- **Problems to solve**:
(1) In the forum thread about the vital signs test, why does a pulsing sound appear when the cuff pressure drops to systolic and then disappear below diastolic?
(2) In the forum thread about the vital signs test, which people does one reply name as possible subjects for practicing with a manual BP cuff?
(3) Carry on the forum thread about the vital signs test, starting after its last sentence.

- **Passage to read**:

= Beginning of Section =

Vital Signs Test
- 0Sep 17, '13 by aaakers27So tomorrow we check off on our vital signs. My partner and I are both confident in every area besides blood pressure. We are required to do a two step BP and can be within 2 numbers off of what our instructor gets. Any pointers on how to be more accurate or to be less stressed!!?
- 0If you don't already have one run to walmart or a pharmacy and get a manual BP cuff and practice on a live human being, your parents your brother your signif other, whatever. If your checkoffs are on dummies then hopefully you practiced on them too. Practice helps a lot with BPs. My checkoffs were the same way, you had to do a two step and you couldn't be off more than a few, a can't remember exactly what. Make sure you relax when you go in to get checked off because if your nervous when doing the BP you will easily mess up (I know, easier said than done). What helped me most was to go very slow when letting the air out so that I could get a correct reading on my checkoffs, on a dummy anyway. On real people you don't want to go too slow because it might raise the reading. Practice will help a lot.
- 0No, I never hear the pulse before pumping or during. On some people you can listen all day and never hear the pulse, but when you take the BP you always hear the Korotkoff sounds. As long as you can hear the Korotkoff sounds, the light tapping sounds, when they begin and end you are good.
- 0Sep 17, '13 by AnnaiyaTry doing a search there was a really good thread a while ago on taking blood pressures. I actually find it easier to find the pulse with the bell of the stethoscope, but if you do it that way remember not to press too hard or you turn it into a diaphragm. It might also help to look back at your anatomy book so you know exactly where the artery is.
- 0Sep 17, '13 by GrnTea, BSN, MSN, RNYou won't hear the pulse before or during pumping, so don't expect to. (During inflation, the cuff is making too much noise to hear much of any use)
The reason you hear pulsations when the cuff is pumped up above diastolic (but below systolic) is because the blood is banging up against the (closed) artery walls; this is why the sound appears when the cuff drops to systolic pressure (allows blood to pass), and disappears when the cuff pressure drops below diastolic (no more banging).

= End of Section =

- **Dataset content**:

= Beginning of Section =

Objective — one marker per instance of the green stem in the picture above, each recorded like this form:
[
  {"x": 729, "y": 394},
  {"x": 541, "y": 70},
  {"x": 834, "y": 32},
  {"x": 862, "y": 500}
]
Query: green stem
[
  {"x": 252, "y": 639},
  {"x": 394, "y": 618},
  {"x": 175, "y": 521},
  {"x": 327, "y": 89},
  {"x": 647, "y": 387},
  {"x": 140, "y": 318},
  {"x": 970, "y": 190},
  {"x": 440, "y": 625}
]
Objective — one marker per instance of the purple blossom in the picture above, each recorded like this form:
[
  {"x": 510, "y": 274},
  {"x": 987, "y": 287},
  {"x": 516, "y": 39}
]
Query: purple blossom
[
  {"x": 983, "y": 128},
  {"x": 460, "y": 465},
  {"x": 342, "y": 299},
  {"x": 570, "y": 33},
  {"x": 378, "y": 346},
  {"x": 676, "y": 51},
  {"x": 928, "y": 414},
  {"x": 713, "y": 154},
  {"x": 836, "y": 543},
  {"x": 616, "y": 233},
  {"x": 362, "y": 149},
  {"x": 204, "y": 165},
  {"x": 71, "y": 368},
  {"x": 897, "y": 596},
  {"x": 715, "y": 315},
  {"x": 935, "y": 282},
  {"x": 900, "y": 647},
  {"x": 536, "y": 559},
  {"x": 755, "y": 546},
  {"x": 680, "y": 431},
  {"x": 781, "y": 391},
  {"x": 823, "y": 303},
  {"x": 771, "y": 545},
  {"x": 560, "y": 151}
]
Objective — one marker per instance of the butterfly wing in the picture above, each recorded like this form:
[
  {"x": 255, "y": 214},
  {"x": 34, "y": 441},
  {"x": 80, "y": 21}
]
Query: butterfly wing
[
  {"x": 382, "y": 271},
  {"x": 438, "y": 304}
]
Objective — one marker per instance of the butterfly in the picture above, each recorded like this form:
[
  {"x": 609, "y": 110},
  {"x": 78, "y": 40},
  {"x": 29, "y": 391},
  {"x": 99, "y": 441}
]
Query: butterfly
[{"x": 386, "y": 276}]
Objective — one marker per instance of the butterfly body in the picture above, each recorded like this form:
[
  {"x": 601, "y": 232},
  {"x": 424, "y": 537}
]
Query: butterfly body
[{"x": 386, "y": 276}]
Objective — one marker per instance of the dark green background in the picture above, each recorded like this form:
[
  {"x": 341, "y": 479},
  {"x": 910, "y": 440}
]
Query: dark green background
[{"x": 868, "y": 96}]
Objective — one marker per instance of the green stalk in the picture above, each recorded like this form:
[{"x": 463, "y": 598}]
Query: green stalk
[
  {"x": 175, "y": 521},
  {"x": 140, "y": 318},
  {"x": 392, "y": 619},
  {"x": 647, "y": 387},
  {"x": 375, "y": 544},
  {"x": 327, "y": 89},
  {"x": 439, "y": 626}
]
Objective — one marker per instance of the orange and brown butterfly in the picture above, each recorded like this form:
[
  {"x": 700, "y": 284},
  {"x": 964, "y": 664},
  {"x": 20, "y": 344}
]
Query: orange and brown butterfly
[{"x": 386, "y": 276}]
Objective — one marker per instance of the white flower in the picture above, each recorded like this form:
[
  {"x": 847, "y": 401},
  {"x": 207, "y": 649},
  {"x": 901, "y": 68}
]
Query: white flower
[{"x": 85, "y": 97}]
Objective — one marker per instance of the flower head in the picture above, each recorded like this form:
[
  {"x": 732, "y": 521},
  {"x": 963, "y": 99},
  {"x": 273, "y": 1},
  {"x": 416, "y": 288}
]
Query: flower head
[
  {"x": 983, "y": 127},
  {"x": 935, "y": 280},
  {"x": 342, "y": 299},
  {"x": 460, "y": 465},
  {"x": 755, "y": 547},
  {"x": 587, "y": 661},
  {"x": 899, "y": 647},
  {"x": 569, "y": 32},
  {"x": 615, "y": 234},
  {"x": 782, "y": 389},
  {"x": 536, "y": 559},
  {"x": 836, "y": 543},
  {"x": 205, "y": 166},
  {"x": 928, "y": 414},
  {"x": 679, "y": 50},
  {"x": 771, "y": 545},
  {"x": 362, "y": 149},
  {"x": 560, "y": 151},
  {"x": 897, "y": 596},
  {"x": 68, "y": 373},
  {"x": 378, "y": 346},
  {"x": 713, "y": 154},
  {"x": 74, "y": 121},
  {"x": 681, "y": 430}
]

= End of Section =

- **Answers to each task**:
(1) At systolic pressure the cuff lets blood pass, and the blood bangs against the closed artery walls, which makes the pulsing sound. When the cuff pressure drops below diastolic, the banging stops, so the sound disappears.

(2)
- Your parents
- Your brother
- Your significant other

(3)
As to what to do to avoid being nervous: Breathe. Your instructor has seen this act before. S/he knows that you need practice and will see that you get it. S/he should notice whether you have the tips of the earpieces pointed forward toward the tip of your nose so you will hear and show you how to do that if you haven't learned that yourself yet. S/he is there to help you learn, and if you can't get it right away, you'll have more chances. You'll get there.
- 0Sep 17, '13 by i♥wordsI had my check off a couple of weeks ago. I was nervous, but it turned out to be fairly simple. Just continue to practice taking blood pressures exactly as your instructor told you. It's easy to start looking around and start trying new things, but I found that sticking to exactly what the instructor said (while I'm learning, anyways) helped me the most. Remember: accuracy over speed.
- 0Sep 17, '13 by zoe92Hmm are we in the same program? We have our vital signs test next week but must do the 2 step & be within 2 as well. I am so nervous but am spending this weekend practicing on my family members, as well as all the people who live on my floor (I live in a dorm). Remember to take your time and your teacher will see you are trying. Good luck!!! You can do it.
- 0Sep 17, '13 by sbaker935we just had our skills test for vital signs today! except for BP we had to have had our value +4/-4 on whatever value they had. and pulse within 4 also. just go really slow and take your time!! practice alot on everyone...idk how you can practice on dummies. we had to do each other and on a real person in skills, not a dummy. if your instructors have a dual stethoscope, work with that and make sure you get near the same reading they do. it really helps!! good luck!!
- 0We have Simulator dummies, they are able to have their BP set to whatever the instructors wish, and you can hear the Korotkoff sounds, pulse, etc on them. They are actually really helpful for learning. They of course aren't real people but they definitely help you learn the basics.